__DATA PROVIDED__:
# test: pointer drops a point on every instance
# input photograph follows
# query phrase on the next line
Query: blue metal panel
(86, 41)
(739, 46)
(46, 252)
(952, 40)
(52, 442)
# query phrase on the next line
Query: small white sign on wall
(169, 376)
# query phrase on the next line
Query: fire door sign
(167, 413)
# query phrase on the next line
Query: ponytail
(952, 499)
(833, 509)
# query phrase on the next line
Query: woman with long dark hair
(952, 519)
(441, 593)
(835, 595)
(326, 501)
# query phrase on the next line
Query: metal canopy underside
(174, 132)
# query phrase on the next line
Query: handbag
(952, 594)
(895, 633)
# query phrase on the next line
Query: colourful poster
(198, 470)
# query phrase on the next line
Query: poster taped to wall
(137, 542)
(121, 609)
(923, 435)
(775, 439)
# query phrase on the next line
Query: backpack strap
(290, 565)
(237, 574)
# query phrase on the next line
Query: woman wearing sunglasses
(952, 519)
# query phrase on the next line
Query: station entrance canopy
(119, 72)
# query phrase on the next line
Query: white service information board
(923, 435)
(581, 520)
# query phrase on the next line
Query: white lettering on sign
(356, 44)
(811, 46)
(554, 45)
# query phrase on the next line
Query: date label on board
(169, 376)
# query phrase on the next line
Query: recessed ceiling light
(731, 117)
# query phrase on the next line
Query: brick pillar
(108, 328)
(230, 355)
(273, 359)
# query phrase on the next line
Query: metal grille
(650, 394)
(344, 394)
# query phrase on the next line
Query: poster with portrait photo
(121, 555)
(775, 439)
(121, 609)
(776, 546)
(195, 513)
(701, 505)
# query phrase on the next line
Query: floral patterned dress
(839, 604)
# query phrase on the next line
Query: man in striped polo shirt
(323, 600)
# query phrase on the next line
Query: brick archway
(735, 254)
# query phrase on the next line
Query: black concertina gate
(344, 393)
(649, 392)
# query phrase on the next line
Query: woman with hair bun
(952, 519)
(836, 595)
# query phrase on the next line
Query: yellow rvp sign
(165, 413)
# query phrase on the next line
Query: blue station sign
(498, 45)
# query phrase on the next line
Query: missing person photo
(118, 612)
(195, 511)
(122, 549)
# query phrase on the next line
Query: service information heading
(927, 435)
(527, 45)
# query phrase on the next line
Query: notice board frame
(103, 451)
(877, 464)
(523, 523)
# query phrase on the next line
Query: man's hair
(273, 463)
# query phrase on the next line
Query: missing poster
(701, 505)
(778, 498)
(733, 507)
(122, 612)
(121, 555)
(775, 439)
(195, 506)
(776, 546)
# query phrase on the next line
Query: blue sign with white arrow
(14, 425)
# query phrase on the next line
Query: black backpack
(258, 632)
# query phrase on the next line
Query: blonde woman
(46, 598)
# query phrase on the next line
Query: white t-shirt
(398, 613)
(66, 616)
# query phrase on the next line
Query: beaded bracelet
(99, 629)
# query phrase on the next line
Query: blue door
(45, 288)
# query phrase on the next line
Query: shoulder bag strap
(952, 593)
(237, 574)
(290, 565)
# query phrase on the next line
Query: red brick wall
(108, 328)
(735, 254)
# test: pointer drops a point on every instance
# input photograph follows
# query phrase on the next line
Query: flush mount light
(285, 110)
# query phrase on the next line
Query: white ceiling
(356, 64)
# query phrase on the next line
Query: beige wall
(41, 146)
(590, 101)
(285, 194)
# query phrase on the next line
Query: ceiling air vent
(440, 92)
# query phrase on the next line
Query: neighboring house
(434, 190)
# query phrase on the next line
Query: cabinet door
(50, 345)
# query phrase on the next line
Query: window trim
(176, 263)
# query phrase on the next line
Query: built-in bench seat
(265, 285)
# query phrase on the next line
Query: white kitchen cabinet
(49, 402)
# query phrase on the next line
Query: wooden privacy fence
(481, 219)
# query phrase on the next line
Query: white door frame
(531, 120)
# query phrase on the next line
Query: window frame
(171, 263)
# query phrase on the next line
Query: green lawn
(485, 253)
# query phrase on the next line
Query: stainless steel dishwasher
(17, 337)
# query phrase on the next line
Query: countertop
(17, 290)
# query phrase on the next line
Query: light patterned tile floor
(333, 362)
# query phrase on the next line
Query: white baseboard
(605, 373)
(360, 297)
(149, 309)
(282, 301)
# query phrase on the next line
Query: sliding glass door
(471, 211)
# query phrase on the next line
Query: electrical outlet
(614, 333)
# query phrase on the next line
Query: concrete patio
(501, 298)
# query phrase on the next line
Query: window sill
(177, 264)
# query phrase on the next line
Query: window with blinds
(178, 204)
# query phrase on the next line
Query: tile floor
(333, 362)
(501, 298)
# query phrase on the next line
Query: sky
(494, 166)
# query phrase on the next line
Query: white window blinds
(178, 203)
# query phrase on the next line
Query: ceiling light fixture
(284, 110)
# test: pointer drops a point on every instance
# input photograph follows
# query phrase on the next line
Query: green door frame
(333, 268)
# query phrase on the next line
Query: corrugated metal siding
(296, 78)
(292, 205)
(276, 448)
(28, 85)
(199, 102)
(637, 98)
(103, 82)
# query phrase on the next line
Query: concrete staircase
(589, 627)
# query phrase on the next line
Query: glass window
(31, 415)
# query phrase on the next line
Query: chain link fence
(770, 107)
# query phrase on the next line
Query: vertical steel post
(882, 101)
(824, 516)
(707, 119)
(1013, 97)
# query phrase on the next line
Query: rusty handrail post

__YOUR OBJECTIVE__:
Your task is to reproduce all the data exactly as shown.

__WRITTEN ANSWER__:
# test: pointer drops a point on every instance
# input photograph follows
# query phrase on the next line
Query: blue metal panel
(86, 41)
(739, 46)
(46, 252)
(952, 40)
(52, 442)
# query phrase on the next line
Query: small white sign on wall
(169, 376)
# query phrase on the next line
Query: fire door sign
(167, 413)
# query phrase on the next line
Query: ponytail
(952, 499)
(833, 509)
# query phrase on the next line
Query: woman with long dark hair
(952, 519)
(441, 593)
(835, 595)
(326, 501)
# query phrase on the next line
Query: metal canopy underside
(174, 132)
# query phrase on the next line
Query: handbag
(952, 594)
(895, 633)
# query phrase on the next line
Query: colourful poster
(198, 470)
# query phrase on the next line
Query: poster taped to wall
(137, 542)
(121, 609)
(923, 435)
(775, 439)
# query phrase on the next line
Query: backpack strap
(290, 565)
(237, 574)
# query phrase on the next line
Query: woman wearing sunglasses
(952, 519)
# query phrase on the next line
Query: station entrance canopy
(119, 72)
# query phrase on the next line
Query: white service information board
(923, 435)
(581, 520)
# query phrase on the next line
Query: white lettering on sign
(356, 44)
(811, 46)
(554, 45)
# query phrase on the next line
Query: date label on board
(169, 376)
# query phrase on the next line
Query: recessed ceiling light
(731, 117)
# query phrase on the next line
Query: brick pillar
(108, 328)
(230, 355)
(273, 359)
# query phrase on the next line
Query: metal grille
(650, 394)
(344, 394)
# query phrase on the next line
Query: poster with portrait photo
(121, 555)
(775, 439)
(121, 609)
(776, 546)
(195, 513)
(701, 505)
# query phrase on the next line
Query: floral patterned dress
(839, 604)
# query phrase on the next line
Query: man in striped polo shirt
(323, 600)
# query phrase on the next line
Query: brick archway
(735, 254)
# query phrase on the next line
Query: black concertina gate
(344, 393)
(649, 392)
# query phrase on the next line
Query: woman with hair bun
(952, 519)
(836, 595)
# query phrase on the next line
Query: yellow rvp sign
(165, 413)
# query phrase on the next line
Query: blue station sign
(498, 45)
# query phrase on the next line
Query: missing person photo
(118, 612)
(195, 511)
(122, 549)
# query phrase on the next line
Query: service information heading
(927, 435)
(527, 45)
# query phrase on the next line
Query: notice board frame
(103, 451)
(877, 464)
(523, 523)
# query phrase on the next line
Query: man's hair
(273, 463)
# query phrase on the next line
Query: missing poster
(701, 505)
(778, 498)
(733, 507)
(122, 612)
(121, 555)
(775, 439)
(195, 506)
(776, 546)
# query phrase on the next line
Query: blue sign with white arrow
(14, 425)
# query phrase on the next line
Query: black backpack
(258, 632)
# query phrase on the next line
Query: blonde woman
(46, 598)
# query phrase on the next line
Query: white t-shirt
(398, 613)
(66, 616)
# query phrase on the next line
Query: beaded bracelet
(99, 629)
# query phrase on the next line
Query: blue door
(45, 288)
# query phrase on the next line
Query: shoulder bag strap
(952, 593)
(237, 574)
(290, 565)
# query phrase on the next line
Query: red brick wall
(108, 328)
(735, 254)
# test: pointer drops a point on every instance
# input photograph follows
# query phrase on the next line
Query: flush mount light
(285, 110)
# query phrase on the next line
Query: white ceiling
(356, 64)
# query phrase on the next line
Query: beige wall
(41, 146)
(590, 101)
(285, 194)
# query phrase on the next line
Query: ceiling air vent
(440, 92)
# query phrase on the next line
Query: neighboring house
(434, 190)
# query phrase on the next line
Query: cabinet door
(50, 345)
# query phrase on the next line
Query: window trim
(176, 263)
# query phrase on the next line
Query: built-in bench seat
(265, 285)
# query phrase on the next line
Query: white kitchen cabinet
(49, 402)
# query phrase on the next line
Query: wooden privacy fence
(481, 219)
# query phrase on the next line
Query: white door frame
(531, 120)
# query phrase on the next line
Query: window frame
(171, 263)
# query phrase on the next line
Query: green lawn
(485, 253)
# query phrase on the next line
Query: stainless steel dishwasher
(17, 337)
# query phrase on the next line
Query: countertop
(17, 290)
# query phrase on the next line
Query: light patterned tile floor
(333, 362)
# query phrase on the next line
Query: white baseboard
(605, 373)
(360, 297)
(149, 309)
(282, 301)
# query phrase on the next line
Query: sliding glass door
(471, 211)
# query phrase on the next line
Query: electrical outlet
(614, 333)
# query phrase on the next line
Query: concrete patio
(501, 298)
# query phrase on the next line
Query: window sill
(177, 264)
# query phrase on the next line
Query: window with blinds
(178, 204)
# query phrase on the next line
Query: tile floor
(333, 362)
(501, 298)
# query phrase on the next line
Query: sky
(494, 166)
# query phrase on the next line
Query: white window blinds
(178, 203)
# query phrase on the next line
Query: ceiling light fixture
(284, 110)
# test: pointer drops a point on every instance
# input photograph follows
# query phrase on the next line
Query: green door frame
(333, 268)
# query phrase on the next line
Query: corrugated metal siding
(296, 78)
(292, 205)
(276, 448)
(28, 85)
(199, 102)
(637, 98)
(103, 82)
# query phrase on the next line
Query: concrete staircase
(589, 627)
# query phrase on the next line
Query: glass window
(31, 415)
# query phrase on the next line
Query: chain link fence
(770, 107)
# query phrase on the next line
Query: vertical steel post
(882, 101)
(824, 516)
(707, 119)
(1013, 97)
# query phrase on the next line
Query: rusty handrail post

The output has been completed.